■ INSTRUCTION: Make an exact copy of the listing below.
[Begin INFORMATION SHOWN]
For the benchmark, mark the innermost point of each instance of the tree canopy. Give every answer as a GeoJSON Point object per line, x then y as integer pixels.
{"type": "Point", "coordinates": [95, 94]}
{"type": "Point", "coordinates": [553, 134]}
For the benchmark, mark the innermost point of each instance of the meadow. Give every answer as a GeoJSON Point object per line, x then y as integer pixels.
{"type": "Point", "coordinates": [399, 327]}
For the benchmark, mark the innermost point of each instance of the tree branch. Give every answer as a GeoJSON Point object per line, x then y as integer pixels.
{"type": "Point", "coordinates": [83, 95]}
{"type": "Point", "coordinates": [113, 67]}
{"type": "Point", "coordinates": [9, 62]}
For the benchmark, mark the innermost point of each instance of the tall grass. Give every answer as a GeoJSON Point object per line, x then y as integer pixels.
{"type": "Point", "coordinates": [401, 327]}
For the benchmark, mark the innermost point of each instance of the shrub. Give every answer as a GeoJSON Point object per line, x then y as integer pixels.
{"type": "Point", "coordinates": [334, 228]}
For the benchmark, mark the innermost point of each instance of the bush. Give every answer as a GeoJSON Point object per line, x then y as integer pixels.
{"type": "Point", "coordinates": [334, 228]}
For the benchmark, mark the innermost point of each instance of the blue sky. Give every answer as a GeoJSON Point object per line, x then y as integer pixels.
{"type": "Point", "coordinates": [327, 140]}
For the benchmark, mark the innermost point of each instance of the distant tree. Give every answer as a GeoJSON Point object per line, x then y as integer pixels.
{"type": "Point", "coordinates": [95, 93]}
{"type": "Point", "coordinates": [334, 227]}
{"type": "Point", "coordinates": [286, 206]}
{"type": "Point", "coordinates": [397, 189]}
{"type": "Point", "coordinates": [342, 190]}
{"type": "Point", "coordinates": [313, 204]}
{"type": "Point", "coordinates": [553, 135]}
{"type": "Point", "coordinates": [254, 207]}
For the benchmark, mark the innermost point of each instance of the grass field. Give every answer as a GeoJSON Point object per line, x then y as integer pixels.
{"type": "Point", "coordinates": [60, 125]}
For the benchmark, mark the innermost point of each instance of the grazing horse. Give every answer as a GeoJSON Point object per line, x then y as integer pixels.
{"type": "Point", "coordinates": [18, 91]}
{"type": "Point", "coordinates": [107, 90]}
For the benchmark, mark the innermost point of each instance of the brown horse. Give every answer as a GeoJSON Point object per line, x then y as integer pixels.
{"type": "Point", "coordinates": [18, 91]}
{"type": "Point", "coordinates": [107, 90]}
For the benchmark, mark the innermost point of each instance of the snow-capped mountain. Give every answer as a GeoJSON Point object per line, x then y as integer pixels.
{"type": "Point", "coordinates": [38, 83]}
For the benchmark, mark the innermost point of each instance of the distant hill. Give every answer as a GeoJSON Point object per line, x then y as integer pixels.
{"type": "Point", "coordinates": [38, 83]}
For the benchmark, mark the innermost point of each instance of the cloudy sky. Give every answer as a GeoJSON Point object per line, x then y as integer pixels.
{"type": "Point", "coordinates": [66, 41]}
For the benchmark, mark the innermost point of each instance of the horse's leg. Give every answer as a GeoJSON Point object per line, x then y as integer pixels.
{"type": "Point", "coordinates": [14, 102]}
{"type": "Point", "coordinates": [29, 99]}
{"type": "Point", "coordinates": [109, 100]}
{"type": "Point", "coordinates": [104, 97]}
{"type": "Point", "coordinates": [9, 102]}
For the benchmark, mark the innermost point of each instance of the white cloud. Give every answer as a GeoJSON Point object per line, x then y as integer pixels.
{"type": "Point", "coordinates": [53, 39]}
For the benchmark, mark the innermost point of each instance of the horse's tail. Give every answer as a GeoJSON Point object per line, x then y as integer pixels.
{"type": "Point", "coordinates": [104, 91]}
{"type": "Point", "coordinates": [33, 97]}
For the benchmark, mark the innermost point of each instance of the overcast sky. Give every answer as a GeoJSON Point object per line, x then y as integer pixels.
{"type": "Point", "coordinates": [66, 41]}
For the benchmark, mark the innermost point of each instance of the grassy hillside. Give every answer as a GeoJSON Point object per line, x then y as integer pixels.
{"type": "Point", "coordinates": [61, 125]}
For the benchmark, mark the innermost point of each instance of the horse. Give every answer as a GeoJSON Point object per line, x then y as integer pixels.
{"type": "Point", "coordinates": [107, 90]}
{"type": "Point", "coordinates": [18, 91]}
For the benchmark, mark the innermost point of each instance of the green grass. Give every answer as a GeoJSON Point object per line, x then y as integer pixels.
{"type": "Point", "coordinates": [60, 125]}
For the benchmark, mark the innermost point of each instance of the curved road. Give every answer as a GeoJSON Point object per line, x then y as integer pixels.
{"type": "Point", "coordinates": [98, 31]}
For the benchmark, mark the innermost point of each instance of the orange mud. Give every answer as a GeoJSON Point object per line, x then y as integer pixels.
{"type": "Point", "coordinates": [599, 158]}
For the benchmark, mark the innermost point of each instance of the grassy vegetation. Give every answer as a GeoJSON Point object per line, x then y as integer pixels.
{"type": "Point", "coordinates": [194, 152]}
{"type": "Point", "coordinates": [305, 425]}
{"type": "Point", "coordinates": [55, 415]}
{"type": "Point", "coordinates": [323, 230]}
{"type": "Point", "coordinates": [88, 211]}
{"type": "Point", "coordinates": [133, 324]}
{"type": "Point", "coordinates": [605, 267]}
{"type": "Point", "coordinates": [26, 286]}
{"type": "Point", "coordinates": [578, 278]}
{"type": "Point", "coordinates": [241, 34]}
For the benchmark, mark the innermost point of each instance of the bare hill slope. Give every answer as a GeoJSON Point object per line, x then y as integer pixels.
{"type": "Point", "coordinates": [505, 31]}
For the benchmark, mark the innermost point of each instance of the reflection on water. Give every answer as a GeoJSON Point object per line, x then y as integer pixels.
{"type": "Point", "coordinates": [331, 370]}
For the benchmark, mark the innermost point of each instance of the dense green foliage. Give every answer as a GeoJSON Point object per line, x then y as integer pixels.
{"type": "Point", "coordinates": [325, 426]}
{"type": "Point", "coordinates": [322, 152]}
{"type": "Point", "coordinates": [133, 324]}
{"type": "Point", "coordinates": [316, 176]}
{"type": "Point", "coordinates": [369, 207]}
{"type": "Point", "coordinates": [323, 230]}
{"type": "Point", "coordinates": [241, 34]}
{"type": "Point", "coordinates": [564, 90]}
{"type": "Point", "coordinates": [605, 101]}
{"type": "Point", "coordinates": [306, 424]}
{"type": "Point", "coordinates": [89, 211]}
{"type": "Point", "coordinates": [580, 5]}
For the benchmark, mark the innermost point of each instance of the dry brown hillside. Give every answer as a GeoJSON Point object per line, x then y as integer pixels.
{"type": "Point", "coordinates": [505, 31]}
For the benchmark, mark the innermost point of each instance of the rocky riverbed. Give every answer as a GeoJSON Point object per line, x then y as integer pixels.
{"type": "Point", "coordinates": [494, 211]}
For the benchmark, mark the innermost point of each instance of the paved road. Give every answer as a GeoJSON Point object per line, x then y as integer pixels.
[End INFORMATION SHOWN]
■ EXPECTED ANSWER:
For the benchmark, mark the innermost point of each instance of the tree canopy. Give every answer as a GeoJSON Point object per line, x then y as integer pixels.
{"type": "Point", "coordinates": [95, 94]}
{"type": "Point", "coordinates": [553, 134]}
For the benchmark, mark the innermost point of each instance of the meadow. Give every answer as a GeoJSON Point object per line, x then y as integer pixels.
{"type": "Point", "coordinates": [399, 327]}
For the benchmark, mark the innermost point of each instance of the tree branch. Give every answer as a GeoJSON Point object per line, x then y as integer pixels.
{"type": "Point", "coordinates": [83, 95]}
{"type": "Point", "coordinates": [113, 67]}
{"type": "Point", "coordinates": [9, 62]}
For the benchmark, mark the innermost point of each instance of the tall grass. Give every answer as a GeoJSON Point object per line, x then y as integer pixels.
{"type": "Point", "coordinates": [401, 327]}
For the benchmark, mark the innermost point of each instance of the shrub. Give every answer as a GeoJSON Point object per line, x then y as integer pixels.
{"type": "Point", "coordinates": [334, 228]}
For the benchmark, mark the innermost point of each instance of the bush. Give every answer as a GeoJSON Point object per line, x then y as integer pixels.
{"type": "Point", "coordinates": [334, 228]}
For the benchmark, mark the innermost point of each instance of the blue sky. Give every answer as a GeoJSON Point object per line, x then y as integer pixels.
{"type": "Point", "coordinates": [327, 140]}
For the benchmark, mark the innermost point of each instance of the distant tree. Give every answer as a GeoJSON Point object per line, x then y as integer pixels.
{"type": "Point", "coordinates": [95, 93]}
{"type": "Point", "coordinates": [334, 227]}
{"type": "Point", "coordinates": [286, 206]}
{"type": "Point", "coordinates": [397, 189]}
{"type": "Point", "coordinates": [342, 190]}
{"type": "Point", "coordinates": [313, 204]}
{"type": "Point", "coordinates": [553, 135]}
{"type": "Point", "coordinates": [254, 207]}
For the benchmark, mark the innermost point of each instance of the grass field. Give every answer as a GeoJSON Point object per line, x then y as integer pixels.
{"type": "Point", "coordinates": [60, 125]}
For the benchmark, mark the innermost point of each instance of the grazing horse. Give every answer as a GeoJSON Point object per line, x then y as integer pixels.
{"type": "Point", "coordinates": [18, 91]}
{"type": "Point", "coordinates": [107, 90]}
For the benchmark, mark the innermost point of each instance of the brown horse. Give every answer as a GeoJSON Point object per line, x then y as integer pixels.
{"type": "Point", "coordinates": [18, 91]}
{"type": "Point", "coordinates": [107, 90]}
For the benchmark, mark the innermost point of each instance of the snow-capped mountain. Give every answer as a GeoJSON Point object per line, x then y as integer pixels.
{"type": "Point", "coordinates": [38, 83]}
For the benchmark, mark the innermost point of each instance of the distant hill. Give every answer as a GeoJSON Point object per line, x then y as integer pixels.
{"type": "Point", "coordinates": [38, 83]}
For the benchmark, mark the innermost point of each instance of the cloudy sky. Give every answer as a GeoJSON Point object per line, x then y as integer pixels.
{"type": "Point", "coordinates": [66, 41]}
For the benchmark, mark the innermost point of each instance of the horse's leg. Give every answer as a GeoJSON Point object per line, x then y as integer pixels.
{"type": "Point", "coordinates": [14, 102]}
{"type": "Point", "coordinates": [29, 99]}
{"type": "Point", "coordinates": [109, 100]}
{"type": "Point", "coordinates": [104, 97]}
{"type": "Point", "coordinates": [9, 102]}
For the benchmark, mark the innermost point of each instance of the white cloud. Give every answer as a GeoJSON Point object per line, x then y as integer pixels.
{"type": "Point", "coordinates": [53, 39]}
For the benchmark, mark the innermost point of each instance of the horse's tail. Give every answer as a GeoJSON Point object per line, x then y as integer pixels.
{"type": "Point", "coordinates": [104, 91]}
{"type": "Point", "coordinates": [33, 97]}
For the benchmark, mark the innermost point of each instance of the overcast sky. Give every answer as a GeoJSON Point object per line, x then y as integer pixels.
{"type": "Point", "coordinates": [66, 41]}
For the benchmark, mark the innermost point of each instance of the grassy hillside. Give every answer as a GeoJSON Point object per line, x then y as integer pixels.
{"type": "Point", "coordinates": [61, 125]}
For the benchmark, mark the innermost point of each instance of the horse. Give every answer as a GeoJSON Point object per line, x then y as integer pixels.
{"type": "Point", "coordinates": [107, 90]}
{"type": "Point", "coordinates": [18, 91]}
For the benchmark, mark the innermost point of each instance of the green grass. Give every answer as a GeoJSON Point object per line, x then y as integer pixels.
{"type": "Point", "coordinates": [60, 125]}
For the benchmark, mark the innermost point of each instance of the curved road. Give every answer as a GeoJSON Point object per line, x then y as integer pixels.
{"type": "Point", "coordinates": [98, 31]}
For the benchmark, mark the innermost point of each instance of the orange mud. Give every answer as a GeoJSON Point object per line, x then y as integer pixels.
{"type": "Point", "coordinates": [599, 158]}
For the benchmark, mark the innermost point of each instance of the grassy vegetation. Give every answer as a GeoJSON Point object per line, x then y as integer pixels.
{"type": "Point", "coordinates": [194, 152]}
{"type": "Point", "coordinates": [305, 425]}
{"type": "Point", "coordinates": [55, 415]}
{"type": "Point", "coordinates": [323, 230]}
{"type": "Point", "coordinates": [88, 211]}
{"type": "Point", "coordinates": [133, 324]}
{"type": "Point", "coordinates": [605, 267]}
{"type": "Point", "coordinates": [26, 286]}
{"type": "Point", "coordinates": [578, 278]}
{"type": "Point", "coordinates": [241, 34]}
For the benchmark, mark the innermost point of each instance of the bare hill slope. Give every answer as a GeoJSON Point object per line, x then y as integer pixels.
{"type": "Point", "coordinates": [505, 31]}
For the benchmark, mark the innermost point of each instance of the reflection on water. Give every answer as a GeoJSON Point object per line, x then y as integer pixels.
{"type": "Point", "coordinates": [331, 370]}
For the benchmark, mark the innermost point of each instance of the dense green foliage. Give every answer as a GeoJSON Point object per line, x then y as integer pixels.
{"type": "Point", "coordinates": [325, 426]}
{"type": "Point", "coordinates": [322, 152]}
{"type": "Point", "coordinates": [133, 324]}
{"type": "Point", "coordinates": [316, 176]}
{"type": "Point", "coordinates": [369, 207]}
{"type": "Point", "coordinates": [323, 230]}
{"type": "Point", "coordinates": [241, 34]}
{"type": "Point", "coordinates": [564, 90]}
{"type": "Point", "coordinates": [605, 101]}
{"type": "Point", "coordinates": [306, 424]}
{"type": "Point", "coordinates": [89, 211]}
{"type": "Point", "coordinates": [580, 5]}
For the benchmark, mark the innermost point of each instance of the dry brown hillside. Give every answer as a GeoJSON Point object per line, x then y as integer pixels.
{"type": "Point", "coordinates": [505, 31]}
For the benchmark, mark the innermost point of each instance of the rocky riverbed. Give every answer as a GeoJSON Point object per line, x then y as integer pixels.
{"type": "Point", "coordinates": [494, 211]}
For the benchmark, mark the innermost point of each instance of the paved road. Give every answer as a GeoJSON Point object per line, x then y as integer pixels.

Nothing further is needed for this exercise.